STATED EXERCISE: Render every line of the listing below as a numbered list, leaving out the blank lines.

RECORDED INFORMATION:
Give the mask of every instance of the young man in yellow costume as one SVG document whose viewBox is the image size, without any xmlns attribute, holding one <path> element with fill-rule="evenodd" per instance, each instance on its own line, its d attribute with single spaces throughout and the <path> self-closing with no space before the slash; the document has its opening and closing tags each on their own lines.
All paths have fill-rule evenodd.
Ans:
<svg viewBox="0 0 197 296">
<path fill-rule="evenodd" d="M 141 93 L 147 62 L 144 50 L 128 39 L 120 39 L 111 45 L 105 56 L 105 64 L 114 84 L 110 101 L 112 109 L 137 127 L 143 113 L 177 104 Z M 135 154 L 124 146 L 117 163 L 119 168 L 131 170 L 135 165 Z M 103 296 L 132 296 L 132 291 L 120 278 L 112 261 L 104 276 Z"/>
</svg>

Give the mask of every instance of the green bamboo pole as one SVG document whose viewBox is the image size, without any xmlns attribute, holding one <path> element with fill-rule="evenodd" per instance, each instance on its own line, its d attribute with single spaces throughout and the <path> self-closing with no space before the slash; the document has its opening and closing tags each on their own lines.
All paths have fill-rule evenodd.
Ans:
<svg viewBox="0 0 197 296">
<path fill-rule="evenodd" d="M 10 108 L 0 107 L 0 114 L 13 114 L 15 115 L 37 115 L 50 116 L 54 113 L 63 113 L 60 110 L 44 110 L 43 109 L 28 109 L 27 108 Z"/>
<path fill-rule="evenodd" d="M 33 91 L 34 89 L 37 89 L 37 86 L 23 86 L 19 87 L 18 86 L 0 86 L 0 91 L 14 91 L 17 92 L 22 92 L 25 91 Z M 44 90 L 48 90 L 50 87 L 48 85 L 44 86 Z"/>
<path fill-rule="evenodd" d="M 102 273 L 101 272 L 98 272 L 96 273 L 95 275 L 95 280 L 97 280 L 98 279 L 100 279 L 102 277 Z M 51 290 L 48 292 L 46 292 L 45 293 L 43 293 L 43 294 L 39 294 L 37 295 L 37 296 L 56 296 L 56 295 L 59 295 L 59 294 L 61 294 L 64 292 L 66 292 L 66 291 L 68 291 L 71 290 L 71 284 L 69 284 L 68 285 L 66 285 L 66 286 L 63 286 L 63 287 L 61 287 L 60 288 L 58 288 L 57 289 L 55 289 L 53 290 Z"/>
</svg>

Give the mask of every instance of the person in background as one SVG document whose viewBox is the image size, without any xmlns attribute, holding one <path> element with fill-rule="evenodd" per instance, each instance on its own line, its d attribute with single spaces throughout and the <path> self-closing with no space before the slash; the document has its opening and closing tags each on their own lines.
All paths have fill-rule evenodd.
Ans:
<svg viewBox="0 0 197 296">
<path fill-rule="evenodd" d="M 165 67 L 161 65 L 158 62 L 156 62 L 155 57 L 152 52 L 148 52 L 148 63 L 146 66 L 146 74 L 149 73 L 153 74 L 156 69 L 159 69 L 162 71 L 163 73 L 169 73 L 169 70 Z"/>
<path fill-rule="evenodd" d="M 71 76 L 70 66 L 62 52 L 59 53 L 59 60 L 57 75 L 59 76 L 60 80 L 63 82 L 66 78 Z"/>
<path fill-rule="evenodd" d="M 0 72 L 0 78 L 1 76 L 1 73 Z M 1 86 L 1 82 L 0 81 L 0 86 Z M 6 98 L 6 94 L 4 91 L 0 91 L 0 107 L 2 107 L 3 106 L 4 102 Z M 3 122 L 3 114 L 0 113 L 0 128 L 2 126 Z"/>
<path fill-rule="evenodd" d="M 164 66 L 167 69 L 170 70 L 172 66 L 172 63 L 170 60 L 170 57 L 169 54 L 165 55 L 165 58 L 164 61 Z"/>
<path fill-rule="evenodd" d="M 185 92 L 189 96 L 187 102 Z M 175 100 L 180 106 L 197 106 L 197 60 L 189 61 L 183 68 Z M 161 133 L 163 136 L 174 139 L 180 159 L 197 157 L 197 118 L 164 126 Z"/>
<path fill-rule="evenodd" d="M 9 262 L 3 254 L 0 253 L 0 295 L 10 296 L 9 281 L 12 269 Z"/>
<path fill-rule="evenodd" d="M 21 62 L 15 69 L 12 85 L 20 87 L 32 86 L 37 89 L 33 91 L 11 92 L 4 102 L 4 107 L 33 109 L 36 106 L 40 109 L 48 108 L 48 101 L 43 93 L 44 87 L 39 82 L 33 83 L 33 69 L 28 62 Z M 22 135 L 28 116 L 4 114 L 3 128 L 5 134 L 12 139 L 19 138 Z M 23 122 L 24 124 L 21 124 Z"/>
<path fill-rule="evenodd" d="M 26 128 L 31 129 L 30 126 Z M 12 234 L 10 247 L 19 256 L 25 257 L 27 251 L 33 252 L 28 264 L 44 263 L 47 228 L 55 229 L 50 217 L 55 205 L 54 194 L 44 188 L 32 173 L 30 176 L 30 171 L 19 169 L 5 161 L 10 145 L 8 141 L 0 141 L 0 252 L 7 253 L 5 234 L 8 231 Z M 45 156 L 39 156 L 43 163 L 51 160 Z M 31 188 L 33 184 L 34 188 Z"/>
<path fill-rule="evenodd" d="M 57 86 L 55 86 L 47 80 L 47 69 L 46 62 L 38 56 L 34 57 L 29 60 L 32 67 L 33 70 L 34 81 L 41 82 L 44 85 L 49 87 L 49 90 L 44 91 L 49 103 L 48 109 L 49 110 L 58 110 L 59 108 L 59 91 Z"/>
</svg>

EXERCISE RESULT:
1. Give the mask of every instance of the young man in yellow costume as one SVG document whose viewBox is the image size, without any xmlns attribute, holding one <path> element with fill-rule="evenodd" per instance, each instance on its own line, its d attribute with single spaces throughout and the <path> self-closing with no space before the slash; the document has its opening and closing tags each on their own lines.
2. All paths have fill-rule evenodd.
3. Ans:
4. <svg viewBox="0 0 197 296">
5. <path fill-rule="evenodd" d="M 141 93 L 147 62 L 144 50 L 128 39 L 120 39 L 111 45 L 105 56 L 105 64 L 114 84 L 110 101 L 112 109 L 137 127 L 143 113 L 177 104 Z M 135 154 L 124 146 L 117 163 L 119 168 L 131 170 L 135 165 Z M 103 296 L 132 296 L 132 291 L 120 278 L 112 261 L 104 276 Z"/>
6. </svg>
7. Give the mask of every instance of the green bamboo pole as one SVG document whose viewBox is the image size, without any xmlns attribute, holding one <path> element with fill-rule="evenodd" per instance, each instance on its own line, its d attribute with single spaces throughout and the <path> self-closing with no space before the slash; the document has its opening and closing tags each on their own lines.
8. All paths have fill-rule evenodd.
9. Ans:
10. <svg viewBox="0 0 197 296">
11. <path fill-rule="evenodd" d="M 10 108 L 0 107 L 0 114 L 13 114 L 15 115 L 37 115 L 50 116 L 54 113 L 63 113 L 60 110 L 44 110 L 43 109 L 28 109 L 27 108 Z"/>
12. <path fill-rule="evenodd" d="M 33 91 L 34 89 L 37 89 L 37 86 L 23 86 L 19 87 L 18 86 L 0 86 L 0 91 L 14 91 L 17 92 L 22 92 L 25 91 Z M 44 90 L 48 90 L 50 87 L 48 85 L 44 86 Z"/>
13. <path fill-rule="evenodd" d="M 102 273 L 101 272 L 98 272 L 96 273 L 95 275 L 95 280 L 97 280 L 98 279 L 100 279 L 102 277 Z M 51 290 L 48 292 L 46 292 L 45 293 L 43 293 L 43 294 L 39 294 L 37 295 L 37 296 L 56 296 L 56 295 L 59 295 L 59 294 L 61 294 L 64 292 L 66 292 L 66 291 L 68 291 L 71 290 L 71 284 L 69 284 L 68 285 L 66 285 L 66 286 L 63 286 L 63 287 L 61 287 L 60 288 L 58 288 L 57 289 L 55 289 L 53 290 Z"/>
14. </svg>
15. Give the mask of every instance of the person in background as one SVG document whose viewBox is the image size, without any xmlns attribute, holding one <path> element with fill-rule="evenodd" per instance, each instance on its own line, its d attribute with single spaces throughout and the <path> self-closing with no space before the slash; the document has its opening and closing tags each on their own lines.
16. All paths have fill-rule evenodd.
17. Ans:
18. <svg viewBox="0 0 197 296">
19. <path fill-rule="evenodd" d="M 165 67 L 161 65 L 158 62 L 156 62 L 155 57 L 152 52 L 148 52 L 148 63 L 146 66 L 146 74 L 149 73 L 153 74 L 156 69 L 159 69 L 162 71 L 163 73 L 169 73 L 169 70 Z"/>
20. <path fill-rule="evenodd" d="M 71 76 L 70 66 L 62 52 L 59 53 L 59 60 L 57 75 L 59 76 L 60 80 L 63 82 L 66 78 Z"/>
21. <path fill-rule="evenodd" d="M 0 72 L 0 78 L 1 76 L 1 73 Z M 1 86 L 1 82 L 0 81 L 0 86 Z M 6 98 L 6 94 L 4 91 L 0 91 L 0 107 L 2 107 L 3 106 L 4 102 Z M 3 122 L 3 114 L 0 113 L 0 128 L 2 126 Z"/>
22. <path fill-rule="evenodd" d="M 164 66 L 167 69 L 170 70 L 172 66 L 172 63 L 170 60 L 170 57 L 169 54 L 165 55 L 165 58 L 164 61 Z"/>
23. <path fill-rule="evenodd" d="M 185 92 L 189 96 L 187 102 Z M 175 100 L 180 106 L 197 106 L 197 60 L 189 61 L 183 68 Z M 161 133 L 163 136 L 174 139 L 180 159 L 197 157 L 197 118 L 164 126 Z"/>
24. <path fill-rule="evenodd" d="M 9 262 L 3 254 L 0 253 L 0 295 L 10 296 L 9 281 L 12 269 Z"/>
25. <path fill-rule="evenodd" d="M 21 62 L 15 69 L 12 85 L 20 87 L 32 86 L 37 89 L 33 91 L 11 92 L 4 102 L 4 107 L 33 109 L 36 106 L 40 109 L 48 108 L 48 101 L 43 93 L 44 87 L 39 82 L 33 83 L 33 69 L 28 62 Z M 22 135 L 28 116 L 4 114 L 3 128 L 5 134 L 12 139 L 19 138 Z M 23 122 L 24 124 L 21 124 Z"/>
26. <path fill-rule="evenodd" d="M 26 128 L 31 129 L 30 126 Z M 12 234 L 10 247 L 19 256 L 25 257 L 27 251 L 33 252 L 28 264 L 44 263 L 47 228 L 55 229 L 50 217 L 55 205 L 54 194 L 44 188 L 32 173 L 30 176 L 30 171 L 19 169 L 5 161 L 10 145 L 8 141 L 0 141 L 0 252 L 7 253 L 5 234 L 8 231 Z M 45 156 L 39 156 L 43 163 L 51 160 Z M 31 188 L 33 184 L 34 188 Z"/>
27. <path fill-rule="evenodd" d="M 57 86 L 55 86 L 47 80 L 47 69 L 46 62 L 38 56 L 34 57 L 29 60 L 32 67 L 33 70 L 34 81 L 41 82 L 44 85 L 49 87 L 49 90 L 44 91 L 49 103 L 48 109 L 49 110 L 58 110 L 59 108 L 59 91 Z"/>
28. </svg>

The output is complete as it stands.